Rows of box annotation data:
:::

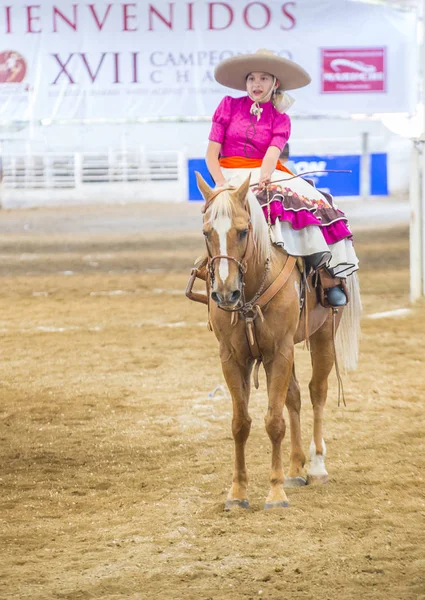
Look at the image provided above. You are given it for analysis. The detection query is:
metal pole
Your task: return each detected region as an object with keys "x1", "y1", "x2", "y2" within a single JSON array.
[
  {"x1": 360, "y1": 131, "x2": 370, "y2": 200},
  {"x1": 409, "y1": 142, "x2": 423, "y2": 302},
  {"x1": 410, "y1": 0, "x2": 425, "y2": 302},
  {"x1": 417, "y1": 0, "x2": 425, "y2": 295}
]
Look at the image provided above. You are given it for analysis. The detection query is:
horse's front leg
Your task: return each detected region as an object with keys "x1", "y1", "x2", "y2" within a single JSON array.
[
  {"x1": 264, "y1": 343, "x2": 294, "y2": 509},
  {"x1": 307, "y1": 314, "x2": 335, "y2": 484},
  {"x1": 220, "y1": 348, "x2": 252, "y2": 510}
]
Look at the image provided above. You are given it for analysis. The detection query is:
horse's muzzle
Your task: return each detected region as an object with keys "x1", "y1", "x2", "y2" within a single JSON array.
[{"x1": 211, "y1": 290, "x2": 241, "y2": 308}]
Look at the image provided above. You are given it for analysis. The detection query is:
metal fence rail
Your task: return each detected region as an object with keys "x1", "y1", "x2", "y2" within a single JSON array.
[{"x1": 3, "y1": 149, "x2": 186, "y2": 189}]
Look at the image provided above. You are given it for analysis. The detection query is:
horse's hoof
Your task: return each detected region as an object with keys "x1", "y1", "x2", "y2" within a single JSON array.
[
  {"x1": 283, "y1": 477, "x2": 307, "y2": 488},
  {"x1": 307, "y1": 474, "x2": 329, "y2": 485},
  {"x1": 224, "y1": 500, "x2": 249, "y2": 510},
  {"x1": 264, "y1": 500, "x2": 289, "y2": 510}
]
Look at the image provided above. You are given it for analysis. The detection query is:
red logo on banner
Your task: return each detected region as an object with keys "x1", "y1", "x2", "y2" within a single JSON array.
[
  {"x1": 321, "y1": 48, "x2": 386, "y2": 93},
  {"x1": 0, "y1": 50, "x2": 27, "y2": 83}
]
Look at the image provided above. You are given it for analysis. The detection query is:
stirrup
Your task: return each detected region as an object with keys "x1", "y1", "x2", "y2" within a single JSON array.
[{"x1": 325, "y1": 285, "x2": 347, "y2": 307}]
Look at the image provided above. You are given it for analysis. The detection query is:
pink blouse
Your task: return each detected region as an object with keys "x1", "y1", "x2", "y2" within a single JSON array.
[{"x1": 209, "y1": 96, "x2": 291, "y2": 159}]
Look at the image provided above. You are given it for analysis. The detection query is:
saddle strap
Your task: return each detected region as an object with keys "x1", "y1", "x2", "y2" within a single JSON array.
[{"x1": 255, "y1": 256, "x2": 297, "y2": 309}]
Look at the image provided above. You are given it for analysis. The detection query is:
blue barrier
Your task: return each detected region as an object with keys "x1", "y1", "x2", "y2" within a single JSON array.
[{"x1": 188, "y1": 154, "x2": 388, "y2": 200}]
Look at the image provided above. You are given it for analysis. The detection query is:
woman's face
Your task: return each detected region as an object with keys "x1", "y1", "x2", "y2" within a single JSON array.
[{"x1": 246, "y1": 71, "x2": 279, "y2": 102}]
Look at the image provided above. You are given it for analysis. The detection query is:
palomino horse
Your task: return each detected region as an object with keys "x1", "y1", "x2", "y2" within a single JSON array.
[{"x1": 190, "y1": 174, "x2": 360, "y2": 509}]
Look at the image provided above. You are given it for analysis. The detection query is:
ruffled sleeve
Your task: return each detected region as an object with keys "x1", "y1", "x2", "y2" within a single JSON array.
[
  {"x1": 269, "y1": 111, "x2": 291, "y2": 151},
  {"x1": 208, "y1": 96, "x2": 233, "y2": 144}
]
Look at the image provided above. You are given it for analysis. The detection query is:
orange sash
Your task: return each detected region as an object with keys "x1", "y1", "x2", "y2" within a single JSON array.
[{"x1": 219, "y1": 156, "x2": 293, "y2": 175}]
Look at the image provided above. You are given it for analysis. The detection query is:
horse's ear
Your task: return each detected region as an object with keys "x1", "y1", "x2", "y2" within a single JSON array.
[
  {"x1": 236, "y1": 173, "x2": 251, "y2": 206},
  {"x1": 195, "y1": 171, "x2": 213, "y2": 202}
]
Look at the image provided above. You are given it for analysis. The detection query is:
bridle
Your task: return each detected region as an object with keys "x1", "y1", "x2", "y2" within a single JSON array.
[{"x1": 202, "y1": 186, "x2": 270, "y2": 316}]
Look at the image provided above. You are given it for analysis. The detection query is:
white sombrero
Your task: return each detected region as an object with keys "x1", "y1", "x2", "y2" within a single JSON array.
[{"x1": 214, "y1": 49, "x2": 311, "y2": 91}]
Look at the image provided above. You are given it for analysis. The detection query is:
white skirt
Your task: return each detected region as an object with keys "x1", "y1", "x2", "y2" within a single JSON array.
[{"x1": 222, "y1": 167, "x2": 359, "y2": 277}]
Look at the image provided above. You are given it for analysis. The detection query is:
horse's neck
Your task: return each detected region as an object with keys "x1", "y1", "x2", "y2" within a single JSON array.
[{"x1": 245, "y1": 246, "x2": 288, "y2": 301}]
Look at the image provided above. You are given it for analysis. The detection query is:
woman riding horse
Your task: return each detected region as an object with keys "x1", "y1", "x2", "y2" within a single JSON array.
[{"x1": 206, "y1": 50, "x2": 358, "y2": 306}]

:::

→ WHAT YOU SHOULD DO: Select every line in the entries above that contains the word "horse" and copy each one.

→ SOLUTION FOR THIS PROBLEM:
horse's front leg
horse's muzzle
horse's hoof
palomino horse
horse's ear
horse's neck
woman riding horse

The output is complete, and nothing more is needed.